XOR two 31-bit unsigned integers much faster than XOR two 32-bit unsigned integers?

393 views
Skip to first unread message

Joran Greef

unread,
May 30, 2012, 10:31:15 AM5/30/12
to v8-u...@googlegroups.com
I am implementing a table hash (http://en.wikipedia.org/wiki/Tabulation_hashing) and noticed that a table hash using a table of 31-bit unsigned integers is almost an order of magnitude faster than a table hash using a table of 32-bit unsigned integers.

The former has an average hash time of 0.00007ms per 20 byte key for a 31-bit hash, and the latter has an average hash time of 0.00034ms per 20 byte key for a 32-bit hash.

I figured that XOR on 8-bit integers would be faster than XOR on 16-bit integers would be faster than XOR on 24-bit integers would be faster than XOR on 32-bit integers, but did not anticipate such a difference between 31-bit and 32-bit integers.

Is there something regarding XOR that I may be missing that could explain the difference?


Andreas Rossberg

unread,
May 30, 2012, 10:39:40 AM5/30/12
to v8-u...@googlegroups.com
On 30 May 2012 16:31, Joran Greef <jo...@ronomon.com> wrote:
> I figured that XOR on 8-bit integers would be faster than XOR on 16-bit
> integers would be faster than XOR on 24-bit integers would be faster than
> XOR on 32-bit integers, but did not anticipate such a difference between
> 31-bit and 32-bit integers.

V8, like many other GCed languages, uses a tagged integer
representation. Small integers can be unboxed into a 32-bit word, but
1 bit is reserved for the tag bit. For 32 bit wide integers, you need
the boxed representation.

/Andreas

Jakob Kummerow

unread,
May 30, 2012, 10:40:29 AM5/30/12
to v8-u...@googlegroups.com
As long as you're running unoptimized code on a 32-bit V8, this is expected: 31-bit integers are stored directly as "small integers", the 32nd bit is used to tag them as such, whereas 32-bit integers are converted to doubles and stored as objects on the heap, which makes accessing them more expensive.

When your code runs long enough for the optimizer to kick in, it should recognize this situation, use untagged 32-bit integer values in optimized code, and the difference between 31-bit and 32-bit values should go away. If it doesn't, please post a reduced test case that exhibits the behavior so that we can investigate. (Running the code for a second or so should be enough to get the full effect of optimization and make the initial difference negligible.)

Vyacheslav Egorov

unread,
May 30, 2012, 11:00:55 AM5/30/12
to v8-u...@googlegroups.com
Minor correction: 31-bit tagged _signed_ integers are used on ia32, on
x64 you get 32-bit tagged _signed_ integers. Neither though are wide
enough to contain all values from unsigned 32-bit integer range.

Thus if you are really using them as 32bit _unsigned_ integers, e.g.
you are doing something like:

var a = (b ^ c) >>> 0; // force into uint32 and then use in
non-int32-truncating manner.

then unfortunately even V8's optimizing compiler gets confused. It
does not have designated uint32 representation and does not try to
infer when int32 can be safely used instead of uint32 (another example
of this bug: http://code.google.com/p/v8/issues/detail?id=2097).

EXERCISE SET ::
1 – Using the thread about XOR speed in V8, explain in one to three sentences why 32-bit integers are slower than 31-bit ones when unoptimized code runs on a 32-bit V8.
2 – Write the next part of the thread about XOR speed in V8, picking up after its last sentence.
The entries that come next have no connection to the thread about XOR speed in V8.

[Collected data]
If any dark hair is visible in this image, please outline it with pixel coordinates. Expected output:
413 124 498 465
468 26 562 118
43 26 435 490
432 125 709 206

WRITTEN RESPONSES ::
1 – On a 32-bit V8, 31-bit integers are stored directly as "small integers," and the 32nd bit is used to tag them as such. 32-bit integers don't fit that form, so they are converted to doubles and stored as objects on the heap, which makes accessing them more expensive.

2 –
I suggest you post your code here if possible so that we could take a look.

--
Vyacheslav Egorov
> --
> v8-users mailing list
> v8-u...@googlegroups.com
> http://groups.google.com/group/v8-users

Joran Greef

unread,
May 30, 2012, 11:21:18 AM5/30/12
to v8-u...@googlegroups.com
The difference comes through when changing "integer % Math.pow(2,32)" to "integer % Math.pow(2,31)" when pre-generating the hash tables.

Hash tables containing 256 random 31-bit unsigned integers are pre-generated for every byte of key. The hash operates on fixed-length 20 byte keys.

Each byte of the key is XOR-red with one of the integers in the table, depending on the position of the byte in the key, so the XOR is dealing with an 8-bit unsigned integer and a 31-bit unsigned integer.

The result is cast to an unsigned integer by >>> 0.

Vyacheslav Egorov

unread,
May 30, 2012, 12:25:39 PM5/30/12
to v8-u...@googlegroups.com
Is it essential that your hash should be uint32 not int32?

I would assume you can get a good performance and 32 bit of hash if
you stay with int32's:

a) fill your tables with (integer % Math.pow(2,32)) | 0 to force
uint32 into int32 and
b) make your table a typed array instead of normal array: new
Int32Array(256); [not necessary if you are running x64 version of V8]
c) stop doing >>> 0 at the end;

--
Vyacheslav Egorov

Stephan Beal

unread,
May 30, 2012, 12:34:34 PM5/30/12
to v8-u...@googlegroups.com
On Wed, May 30, 2012 at 6:25 PM, Vyacheslav Egorov <veg...@chromium.org> wrote:
c) stop doing >>> 0 at the end;

A side question: what does >>>0 do? i have never seen the >>> operator before this thread and never seen a 0-bit shift anywhere.

:-?

--
----- stephan beal
http://wanderinghorse.net/home/stephan/

Joran Greef

unread,
May 30, 2012, 12:50:25 PM5/30/12
to v8-u...@googlegroups.com
Vyacheslav, thanks for your suggestions. I tried them out and together over 200 random keys each with 100,000 iterations, it's about 0.000048ms per key (hash output is 32-bit signed).

Ultimately the hash result is being used as an index into a hash table so it needs to be cast to unsigned integer at some point. If I do a) and b) but then cast it, it's about 0.00022ms per key (hash output is 32-bit unsigned).

If I use a Uint32Array or normal array, with 31-bit unsigned integers as hashing table constants, and then cast the result to unsigned, it's about 0.000048ms per key (hash output is 31-bit unsigned).

Is there something obvious I'm missing to get an index into a hash table bucket using a 32-bit signed integer without slowing things down?

I did also notice along the way that if I run the original 32-bit unsigned integer hash first a few times, and then the faster 31-bit unsigned integer hash, then the 31-bit hash is instead two orders of magnitude slower.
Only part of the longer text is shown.